* WRITTEN REQUEST:
Each line of the material below should be reproduced exactly.

(Labeled-object pointing entries)
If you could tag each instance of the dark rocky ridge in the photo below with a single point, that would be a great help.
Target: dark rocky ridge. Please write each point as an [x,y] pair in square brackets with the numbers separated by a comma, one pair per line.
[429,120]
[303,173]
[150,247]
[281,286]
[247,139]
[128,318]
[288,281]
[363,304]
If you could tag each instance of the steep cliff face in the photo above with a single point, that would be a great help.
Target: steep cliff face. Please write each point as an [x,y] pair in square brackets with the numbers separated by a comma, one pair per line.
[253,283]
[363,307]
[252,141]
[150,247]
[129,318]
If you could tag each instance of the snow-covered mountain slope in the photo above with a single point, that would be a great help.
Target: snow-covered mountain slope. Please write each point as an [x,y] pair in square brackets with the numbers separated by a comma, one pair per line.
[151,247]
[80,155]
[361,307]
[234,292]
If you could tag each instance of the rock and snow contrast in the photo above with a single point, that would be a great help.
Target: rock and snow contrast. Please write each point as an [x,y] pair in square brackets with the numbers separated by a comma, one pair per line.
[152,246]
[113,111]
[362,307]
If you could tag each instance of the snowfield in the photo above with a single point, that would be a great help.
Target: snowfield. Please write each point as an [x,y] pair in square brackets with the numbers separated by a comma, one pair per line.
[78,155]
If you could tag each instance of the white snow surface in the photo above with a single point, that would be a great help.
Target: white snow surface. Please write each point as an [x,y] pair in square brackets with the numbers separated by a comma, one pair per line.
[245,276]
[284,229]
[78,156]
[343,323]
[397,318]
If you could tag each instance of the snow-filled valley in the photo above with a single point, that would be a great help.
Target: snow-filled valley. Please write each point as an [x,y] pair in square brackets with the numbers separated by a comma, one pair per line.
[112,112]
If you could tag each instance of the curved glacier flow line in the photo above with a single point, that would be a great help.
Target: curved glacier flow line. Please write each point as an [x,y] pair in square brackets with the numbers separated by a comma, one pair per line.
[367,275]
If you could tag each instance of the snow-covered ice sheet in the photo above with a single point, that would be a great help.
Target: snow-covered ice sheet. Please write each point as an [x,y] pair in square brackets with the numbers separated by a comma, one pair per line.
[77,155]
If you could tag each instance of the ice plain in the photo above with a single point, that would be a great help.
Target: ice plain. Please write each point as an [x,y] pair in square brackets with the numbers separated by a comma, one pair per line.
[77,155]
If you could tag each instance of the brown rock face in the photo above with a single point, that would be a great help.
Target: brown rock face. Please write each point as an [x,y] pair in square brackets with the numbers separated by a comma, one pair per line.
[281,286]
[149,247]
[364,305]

* THE COMPLETED TASK:
If you could tag each instance of the dark rocky ridge in the photo below with a single point, that would be a great help.
Target: dark rocky ridge. Please write each point as an [x,y] pair in square brackets with the numbers separated by a comma, one pair per line.
[429,120]
[303,173]
[150,247]
[281,286]
[247,139]
[128,318]
[288,281]
[363,304]
If you could tag each instance of the steep cliff face in the photo above with a single point, that would be a great help.
Target: steep cliff face. Please write each point as an [x,y] pair in square brackets with the numbers separated by a comma, one pair per line.
[253,283]
[363,307]
[252,141]
[150,247]
[129,318]
If you could tag each instance of the snow-covered mountain slope in the photo above with a single point, that would be a great help.
Target: snow-covered mountain slope. Please write each point as an [x,y] pair in square brackets with the numbers separated by a comma, one pair per line.
[151,247]
[80,155]
[361,307]
[234,292]
If you could tag each instance of the rock and snow contrast in the photo above with a single point, that would be a great help.
Target: rock and snow contrast. Please write each point as an [x,y] pair in square brackets with the numbers separated by a comma, one pair per line.
[152,246]
[113,111]
[362,307]
If you could tag each instance of the snowfield in the photo above with a single point, that would be a great help.
Target: snowfield. Please write each point as an [x,y] pair in square brackets with the numbers separated by a comma, one pair per line.
[78,155]
If you could tag each instance of the white snow surface in the photo above with a single point, that would be a great help.
Target: white snow surface. Please write each point as an [x,y] pair in square brackets with the numbers separated by a comma, one pair per line.
[245,276]
[284,229]
[78,156]
[343,323]
[397,318]
If you could tag each instance of the snow-filled valley in the photo above with a single point, that would be a great help.
Target: snow-filled valley. Please write each point as an [x,y] pair in square brackets with the numbers separated by a comma, one pair per line.
[112,112]
If you could tag each instance of the curved glacier flow line in the photo above with a single point, that would be a great help.
Target: curved glacier flow line. Please write each point as an [x,y] pair in square brackets with the numbers separated by a comma, one pair per line.
[367,275]
If you could tag each instance of the snow-covered ice sheet in the photo above with a single point, that would be a great help.
Target: snow-covered ice sheet. Please write each point as an [x,y] pair in square brackets with the numbers separated by a comma, one pair per line.
[77,155]
If you could tag each instance of the ice plain in the photo above with a single point, that would be a great help.
Target: ice plain. Please write each point as an [x,y] pair in square brackets with the numbers separated by a comma, one pair per line.
[77,155]
If you could tag each instance of the brown rock face in the photo above with a single point, that would be a great help.
Target: brown rock face. Please write each point as an [x,y] pair in square brackets with the numbers separated by a comma, one pair per line.
[281,286]
[149,247]
[364,305]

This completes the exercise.